- [Collected data entries]:
>>>>

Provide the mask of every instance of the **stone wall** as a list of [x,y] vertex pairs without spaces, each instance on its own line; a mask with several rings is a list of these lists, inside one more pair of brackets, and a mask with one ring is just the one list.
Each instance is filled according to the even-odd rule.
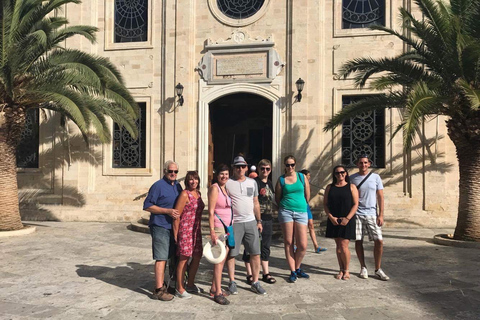
[[[165,160],[186,170],[205,167],[205,116],[202,102],[209,92],[242,92],[242,81],[208,84],[196,69],[206,43],[228,40],[240,31],[252,39],[268,39],[285,63],[272,82],[253,82],[272,98],[278,112],[277,145],[273,159],[295,154],[298,167],[312,171],[314,210],[322,211],[323,189],[331,168],[341,161],[341,131],[323,132],[323,125],[340,110],[342,95],[367,94],[352,79],[337,77],[348,59],[393,56],[403,44],[391,36],[365,30],[341,29],[341,0],[271,0],[261,18],[245,26],[225,25],[212,14],[215,1],[150,1],[149,37],[145,43],[113,43],[113,0],[84,0],[69,5],[64,14],[72,24],[99,28],[97,43],[72,39],[67,47],[108,57],[122,72],[128,88],[147,104],[147,165],[144,169],[113,169],[111,145],[94,138],[87,147],[76,128],[67,134],[58,117],[42,117],[40,169],[19,170],[22,215],[27,220],[131,221],[142,215],[142,200],[162,176]],[[397,27],[396,8],[403,0],[387,1],[387,26]],[[305,80],[303,100],[296,101],[295,81]],[[185,103],[178,106],[175,85],[182,83]],[[219,91],[218,91],[219,92]],[[386,112],[386,168],[378,170],[386,185],[386,219],[389,226],[451,227],[458,201],[458,169],[453,144],[444,120],[425,124],[424,140],[417,139],[411,157],[404,154],[401,135],[393,140],[400,122],[396,110]],[[207,159],[208,160],[208,159]],[[69,163],[70,162],[70,163]],[[202,177],[203,178],[203,177]],[[318,188],[317,188],[318,186]],[[205,189],[203,189],[205,191]],[[204,192],[204,197],[206,194]]]

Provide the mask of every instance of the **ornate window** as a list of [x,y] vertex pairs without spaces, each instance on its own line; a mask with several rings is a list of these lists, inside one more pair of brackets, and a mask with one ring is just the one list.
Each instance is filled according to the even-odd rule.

<<<<

- [EXERCISE INSTRUCTIONS]: Will you restate every entry word for word and omit the images?

- [SOLUTION FOR THIS PROBLEM]:
Provide the mask of every instance of the **stone wall** as a list of [x,y] vertex pairs without spaces, each instance on its own line; a mask with several rings is a list of these lists, inside one more pair of brackets, and a mask with one ring is just the one list.
Each instance is filled according to the even-odd rule.
[[[165,160],[186,170],[205,167],[205,116],[202,102],[209,92],[242,92],[242,81],[208,84],[196,69],[206,43],[228,40],[240,31],[252,39],[268,39],[285,63],[272,82],[253,82],[272,98],[278,112],[277,145],[273,159],[295,154],[298,167],[312,171],[314,210],[322,211],[323,189],[331,168],[341,161],[341,131],[323,132],[323,125],[340,110],[342,95],[367,94],[352,79],[337,77],[348,59],[393,56],[403,44],[391,36],[365,30],[341,29],[341,0],[271,0],[261,18],[245,26],[225,25],[212,14],[215,1],[150,1],[149,37],[145,43],[113,43],[113,0],[84,0],[69,5],[64,14],[72,24],[99,28],[97,43],[72,39],[67,47],[108,57],[122,72],[128,88],[147,104],[147,165],[144,169],[113,169],[111,145],[94,138],[87,147],[76,128],[67,134],[58,117],[42,117],[40,169],[19,170],[22,215],[27,220],[131,221],[142,215],[142,200],[162,176]],[[397,27],[396,8],[403,0],[387,1],[387,26]],[[305,80],[303,100],[296,101],[295,81]],[[185,103],[178,106],[175,85],[182,83]],[[219,91],[218,91],[219,92]],[[386,112],[386,168],[378,170],[386,185],[386,219],[389,226],[451,227],[458,201],[458,169],[453,144],[444,120],[425,124],[424,140],[417,139],[411,157],[404,154],[401,135],[393,140],[400,122],[396,110]],[[207,159],[208,160],[208,159]],[[69,163],[70,162],[70,163]],[[202,177],[203,178],[203,177]],[[318,188],[317,188],[318,186]],[[205,189],[203,189],[205,191]],[[204,192],[204,197],[206,194]]]

Provide the mask of every instance of the **ornate window** as a list of [x,y] vertex pairs without spaces, each instance on its own line; a mask with several rings is a list of these lists, inside one more pair of brackets, and a mask with one ring is just the one list.
Each instance is filled according to the even-odd rule.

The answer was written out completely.